(Point labeling dataset excerpts)
···

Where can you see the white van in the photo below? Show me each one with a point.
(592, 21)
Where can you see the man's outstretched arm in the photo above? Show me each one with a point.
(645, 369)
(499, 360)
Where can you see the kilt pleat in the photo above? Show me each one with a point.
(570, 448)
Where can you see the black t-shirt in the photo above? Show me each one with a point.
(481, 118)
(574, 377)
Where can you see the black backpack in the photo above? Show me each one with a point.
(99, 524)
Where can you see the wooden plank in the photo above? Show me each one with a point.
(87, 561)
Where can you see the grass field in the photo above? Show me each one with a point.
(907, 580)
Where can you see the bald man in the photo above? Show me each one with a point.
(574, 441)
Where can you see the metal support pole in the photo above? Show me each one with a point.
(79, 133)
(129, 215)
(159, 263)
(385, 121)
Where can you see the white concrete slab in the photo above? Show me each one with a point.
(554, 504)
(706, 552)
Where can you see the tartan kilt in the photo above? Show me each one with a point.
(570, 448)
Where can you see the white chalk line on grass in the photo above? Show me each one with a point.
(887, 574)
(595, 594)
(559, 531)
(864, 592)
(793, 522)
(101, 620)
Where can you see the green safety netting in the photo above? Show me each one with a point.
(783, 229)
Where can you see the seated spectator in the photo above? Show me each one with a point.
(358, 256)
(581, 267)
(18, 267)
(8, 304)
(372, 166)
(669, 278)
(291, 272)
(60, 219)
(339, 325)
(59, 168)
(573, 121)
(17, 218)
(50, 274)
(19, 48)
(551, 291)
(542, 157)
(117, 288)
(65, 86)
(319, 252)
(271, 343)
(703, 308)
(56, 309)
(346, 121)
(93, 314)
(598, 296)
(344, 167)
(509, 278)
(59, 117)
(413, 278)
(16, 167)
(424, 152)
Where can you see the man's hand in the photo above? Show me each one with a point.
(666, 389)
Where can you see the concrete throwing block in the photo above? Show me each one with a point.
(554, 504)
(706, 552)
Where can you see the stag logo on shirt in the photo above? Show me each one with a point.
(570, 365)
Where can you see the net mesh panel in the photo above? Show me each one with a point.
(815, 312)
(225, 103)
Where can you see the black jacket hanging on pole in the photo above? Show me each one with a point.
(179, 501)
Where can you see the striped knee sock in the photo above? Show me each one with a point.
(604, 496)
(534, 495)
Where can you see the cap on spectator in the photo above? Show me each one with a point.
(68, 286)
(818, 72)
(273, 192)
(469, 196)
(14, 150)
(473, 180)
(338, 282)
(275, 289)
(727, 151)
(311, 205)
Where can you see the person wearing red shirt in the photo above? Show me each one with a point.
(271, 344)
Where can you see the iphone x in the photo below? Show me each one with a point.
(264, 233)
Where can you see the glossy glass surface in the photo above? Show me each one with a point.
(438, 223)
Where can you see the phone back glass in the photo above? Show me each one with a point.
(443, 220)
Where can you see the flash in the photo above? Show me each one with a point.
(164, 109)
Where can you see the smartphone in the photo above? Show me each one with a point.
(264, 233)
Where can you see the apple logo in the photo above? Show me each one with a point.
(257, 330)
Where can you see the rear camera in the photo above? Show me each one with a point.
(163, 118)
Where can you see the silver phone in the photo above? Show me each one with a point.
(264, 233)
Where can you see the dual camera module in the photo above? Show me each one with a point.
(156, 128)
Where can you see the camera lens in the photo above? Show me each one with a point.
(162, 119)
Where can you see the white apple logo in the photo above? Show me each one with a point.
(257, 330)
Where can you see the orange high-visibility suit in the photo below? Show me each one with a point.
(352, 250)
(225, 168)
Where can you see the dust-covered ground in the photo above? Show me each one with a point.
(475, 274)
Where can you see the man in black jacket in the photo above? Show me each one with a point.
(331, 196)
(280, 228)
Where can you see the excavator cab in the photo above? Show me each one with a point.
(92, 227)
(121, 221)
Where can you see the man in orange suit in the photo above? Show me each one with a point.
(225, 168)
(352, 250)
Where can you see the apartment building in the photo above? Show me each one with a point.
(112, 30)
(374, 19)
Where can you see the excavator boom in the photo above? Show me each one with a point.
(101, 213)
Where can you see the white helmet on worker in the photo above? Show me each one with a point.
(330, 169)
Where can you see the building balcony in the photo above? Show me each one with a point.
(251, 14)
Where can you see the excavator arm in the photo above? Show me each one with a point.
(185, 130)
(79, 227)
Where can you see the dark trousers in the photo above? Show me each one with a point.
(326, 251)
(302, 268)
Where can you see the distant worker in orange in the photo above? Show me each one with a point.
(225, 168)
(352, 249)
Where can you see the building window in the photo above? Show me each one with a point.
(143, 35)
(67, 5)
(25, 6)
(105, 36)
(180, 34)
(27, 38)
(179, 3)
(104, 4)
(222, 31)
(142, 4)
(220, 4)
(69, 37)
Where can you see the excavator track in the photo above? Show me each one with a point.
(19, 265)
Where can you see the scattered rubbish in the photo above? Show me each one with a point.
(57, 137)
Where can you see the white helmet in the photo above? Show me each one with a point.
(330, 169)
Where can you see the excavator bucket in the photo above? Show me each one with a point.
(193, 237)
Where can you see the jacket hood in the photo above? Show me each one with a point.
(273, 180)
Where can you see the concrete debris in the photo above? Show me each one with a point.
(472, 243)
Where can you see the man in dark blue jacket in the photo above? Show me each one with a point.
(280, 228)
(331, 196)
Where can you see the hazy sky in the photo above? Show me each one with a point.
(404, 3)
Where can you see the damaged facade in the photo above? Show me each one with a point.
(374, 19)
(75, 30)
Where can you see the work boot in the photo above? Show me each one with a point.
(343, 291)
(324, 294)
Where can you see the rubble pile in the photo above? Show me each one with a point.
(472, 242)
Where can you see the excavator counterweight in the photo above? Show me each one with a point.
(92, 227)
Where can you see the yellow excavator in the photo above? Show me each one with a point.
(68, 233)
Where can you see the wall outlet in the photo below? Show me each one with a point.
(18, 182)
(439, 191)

···

◆ Task brief
Repeat exactly the lines above, starting with the line that contains "Where can you see the scattered" and ending with the last line, both included, and nothing else.

◆ Result below
Where can you see the scattered rubbish in the photo above? Show me each one with a point.
(57, 137)
Where can you see the white helmet in the photo above? Show me each one with a point.
(330, 169)
Where can you see the excavator bucket in the photo above? Show me each one with a point.
(193, 237)
Where can you see the jacket hood in the photo above? Show me each one with a point.
(273, 180)
Where can you see the concrete debris in the photo above? Show me each one with a point.
(472, 243)
Where can you see the man in dark blue jacket in the photo above? Show me each one with a point.
(280, 228)
(331, 196)
Where can you see the hazy sky in the photo above? Show me each one with a point.
(404, 3)
Where can you see the damaged facade in the photo above? Show me each one with a point.
(374, 19)
(75, 30)
Where can you see the work boot in the photo above? Show me each one with a point.
(343, 291)
(324, 294)
Where can you see the rubble pile in the photo above? Show me each one with a point.
(472, 242)
Where can you see the excavator counterweight in the photo above? Show me each one with a point.
(92, 227)
Where can you see the yellow excavator in the photo above? Show me each one with a point.
(68, 233)
Where can you see the wall outlet in the photo below? Show me each one with a point.
(18, 182)
(439, 191)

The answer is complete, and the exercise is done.